- [GOAL] Reproduce exactly the lines from the one containing "Target: copper bucket rim" through the last line of the records below, both included, and nothing else.

Records from a dataset
▼▼▼

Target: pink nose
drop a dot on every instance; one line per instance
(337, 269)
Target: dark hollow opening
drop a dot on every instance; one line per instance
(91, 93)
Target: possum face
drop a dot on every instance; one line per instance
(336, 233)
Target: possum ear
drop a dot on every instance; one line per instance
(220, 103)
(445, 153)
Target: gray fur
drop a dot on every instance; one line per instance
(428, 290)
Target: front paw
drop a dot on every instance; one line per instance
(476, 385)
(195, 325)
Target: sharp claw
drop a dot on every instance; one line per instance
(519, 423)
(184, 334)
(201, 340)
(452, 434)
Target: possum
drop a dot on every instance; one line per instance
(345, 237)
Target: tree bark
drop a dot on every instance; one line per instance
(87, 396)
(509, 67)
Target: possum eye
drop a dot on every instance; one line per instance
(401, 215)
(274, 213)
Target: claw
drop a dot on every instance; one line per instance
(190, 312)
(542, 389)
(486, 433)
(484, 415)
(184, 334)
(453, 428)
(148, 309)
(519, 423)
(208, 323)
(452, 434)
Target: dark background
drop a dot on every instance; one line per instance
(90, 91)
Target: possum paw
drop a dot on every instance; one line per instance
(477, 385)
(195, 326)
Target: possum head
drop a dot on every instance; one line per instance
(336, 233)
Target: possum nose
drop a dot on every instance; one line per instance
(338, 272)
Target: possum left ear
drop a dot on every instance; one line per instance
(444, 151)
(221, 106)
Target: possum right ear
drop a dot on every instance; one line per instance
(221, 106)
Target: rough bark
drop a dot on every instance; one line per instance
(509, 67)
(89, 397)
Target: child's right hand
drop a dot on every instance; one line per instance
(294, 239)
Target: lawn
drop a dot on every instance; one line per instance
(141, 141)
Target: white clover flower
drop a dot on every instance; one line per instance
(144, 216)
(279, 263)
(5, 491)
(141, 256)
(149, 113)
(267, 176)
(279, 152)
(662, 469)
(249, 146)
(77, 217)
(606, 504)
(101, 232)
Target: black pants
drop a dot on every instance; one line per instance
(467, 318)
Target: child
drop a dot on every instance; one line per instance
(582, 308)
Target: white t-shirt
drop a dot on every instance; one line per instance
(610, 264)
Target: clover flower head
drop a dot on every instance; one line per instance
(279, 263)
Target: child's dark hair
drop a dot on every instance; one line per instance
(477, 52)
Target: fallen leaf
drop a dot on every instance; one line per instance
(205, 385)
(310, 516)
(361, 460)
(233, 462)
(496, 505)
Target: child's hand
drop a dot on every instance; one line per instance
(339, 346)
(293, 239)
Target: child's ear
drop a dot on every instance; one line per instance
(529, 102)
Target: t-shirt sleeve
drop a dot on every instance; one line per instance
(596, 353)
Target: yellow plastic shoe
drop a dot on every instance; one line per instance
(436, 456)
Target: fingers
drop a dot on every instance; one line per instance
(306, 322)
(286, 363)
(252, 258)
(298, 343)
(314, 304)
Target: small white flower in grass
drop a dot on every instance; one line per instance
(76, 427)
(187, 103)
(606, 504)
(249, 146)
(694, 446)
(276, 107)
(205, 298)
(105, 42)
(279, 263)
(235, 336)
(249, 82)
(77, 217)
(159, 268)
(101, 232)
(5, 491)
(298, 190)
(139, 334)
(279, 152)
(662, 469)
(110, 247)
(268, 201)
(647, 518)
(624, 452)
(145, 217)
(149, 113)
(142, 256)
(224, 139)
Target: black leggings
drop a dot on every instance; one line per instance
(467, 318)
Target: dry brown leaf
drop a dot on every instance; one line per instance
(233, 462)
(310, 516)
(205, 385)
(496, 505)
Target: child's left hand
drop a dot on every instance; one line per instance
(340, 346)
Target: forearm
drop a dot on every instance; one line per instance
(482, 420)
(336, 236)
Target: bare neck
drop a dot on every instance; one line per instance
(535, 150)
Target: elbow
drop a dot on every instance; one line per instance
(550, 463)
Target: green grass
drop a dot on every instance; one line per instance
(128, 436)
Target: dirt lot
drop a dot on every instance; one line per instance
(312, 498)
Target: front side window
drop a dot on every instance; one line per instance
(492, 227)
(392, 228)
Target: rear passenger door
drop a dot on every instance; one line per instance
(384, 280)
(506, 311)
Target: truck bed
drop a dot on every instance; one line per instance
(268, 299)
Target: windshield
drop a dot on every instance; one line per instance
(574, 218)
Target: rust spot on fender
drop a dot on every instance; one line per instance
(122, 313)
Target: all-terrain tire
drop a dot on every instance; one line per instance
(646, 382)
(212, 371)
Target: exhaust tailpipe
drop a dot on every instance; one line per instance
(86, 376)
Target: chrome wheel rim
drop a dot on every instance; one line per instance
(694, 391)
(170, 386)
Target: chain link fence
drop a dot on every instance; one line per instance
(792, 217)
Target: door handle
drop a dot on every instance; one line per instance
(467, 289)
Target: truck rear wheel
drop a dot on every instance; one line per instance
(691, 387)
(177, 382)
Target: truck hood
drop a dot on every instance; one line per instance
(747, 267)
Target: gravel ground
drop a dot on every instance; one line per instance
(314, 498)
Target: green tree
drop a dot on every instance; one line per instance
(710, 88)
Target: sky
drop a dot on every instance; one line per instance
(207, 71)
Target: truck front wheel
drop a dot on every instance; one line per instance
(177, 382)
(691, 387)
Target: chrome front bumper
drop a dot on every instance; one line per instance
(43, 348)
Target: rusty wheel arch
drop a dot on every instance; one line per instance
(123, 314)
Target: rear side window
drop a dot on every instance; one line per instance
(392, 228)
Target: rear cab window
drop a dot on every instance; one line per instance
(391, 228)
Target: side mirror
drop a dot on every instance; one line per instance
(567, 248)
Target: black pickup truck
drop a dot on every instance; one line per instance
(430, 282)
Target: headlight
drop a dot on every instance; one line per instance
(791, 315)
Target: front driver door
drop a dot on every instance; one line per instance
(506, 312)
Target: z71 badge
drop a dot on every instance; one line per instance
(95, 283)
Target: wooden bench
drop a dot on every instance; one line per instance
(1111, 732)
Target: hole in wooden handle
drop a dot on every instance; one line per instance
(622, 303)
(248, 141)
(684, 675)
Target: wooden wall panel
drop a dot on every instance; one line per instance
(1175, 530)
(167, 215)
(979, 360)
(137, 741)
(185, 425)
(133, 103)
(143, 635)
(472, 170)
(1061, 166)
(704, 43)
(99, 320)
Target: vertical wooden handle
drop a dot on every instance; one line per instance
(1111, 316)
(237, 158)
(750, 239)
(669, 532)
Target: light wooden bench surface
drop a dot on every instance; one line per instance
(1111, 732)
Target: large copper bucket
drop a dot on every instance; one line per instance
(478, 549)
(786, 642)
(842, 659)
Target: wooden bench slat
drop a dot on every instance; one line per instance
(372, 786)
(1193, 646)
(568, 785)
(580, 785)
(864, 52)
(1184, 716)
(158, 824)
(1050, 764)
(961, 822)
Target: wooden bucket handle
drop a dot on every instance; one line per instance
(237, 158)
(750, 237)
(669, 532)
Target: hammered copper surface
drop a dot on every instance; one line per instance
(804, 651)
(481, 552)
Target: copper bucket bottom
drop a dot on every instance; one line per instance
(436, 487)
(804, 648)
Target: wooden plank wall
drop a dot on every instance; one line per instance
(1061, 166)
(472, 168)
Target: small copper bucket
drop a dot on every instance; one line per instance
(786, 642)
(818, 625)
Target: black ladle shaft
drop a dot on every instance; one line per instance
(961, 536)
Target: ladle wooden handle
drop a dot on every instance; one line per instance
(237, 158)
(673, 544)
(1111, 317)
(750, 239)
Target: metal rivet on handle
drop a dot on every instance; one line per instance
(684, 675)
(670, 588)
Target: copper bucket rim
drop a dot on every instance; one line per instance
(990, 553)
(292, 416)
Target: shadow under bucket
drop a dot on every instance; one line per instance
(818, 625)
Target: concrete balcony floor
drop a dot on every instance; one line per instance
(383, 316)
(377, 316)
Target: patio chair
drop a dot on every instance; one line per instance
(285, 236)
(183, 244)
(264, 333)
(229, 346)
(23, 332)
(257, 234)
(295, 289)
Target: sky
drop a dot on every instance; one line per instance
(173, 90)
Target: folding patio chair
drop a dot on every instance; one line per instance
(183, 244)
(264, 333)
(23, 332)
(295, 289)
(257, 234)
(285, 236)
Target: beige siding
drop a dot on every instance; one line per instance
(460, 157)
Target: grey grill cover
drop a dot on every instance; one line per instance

▲▲▲

- [RESULT FOR THIS TASK]
Target: copper bucket rim
drop a dot on every instance; one line per instance
(990, 553)
(292, 416)
Target: shadow under bucket
drop a dot on every instance; one line per instance
(818, 625)
Target: concrete balcony floor
drop a dot on every instance; one line per instance
(383, 316)
(377, 316)
Target: patio chair
drop a dot on every instance; one line per instance
(285, 236)
(183, 244)
(264, 333)
(229, 346)
(23, 332)
(257, 234)
(295, 289)
Target: sky
drop a dot on every instance; one line per instance
(173, 90)
Target: folding patio chair
drop a dot on every instance; one line per instance
(183, 244)
(264, 333)
(23, 332)
(295, 289)
(257, 234)
(285, 236)
Target: beige siding
drop a dot on every instance; one line per instance
(460, 157)
Target: grey grill cover
drop a dot on every instance; one line per instance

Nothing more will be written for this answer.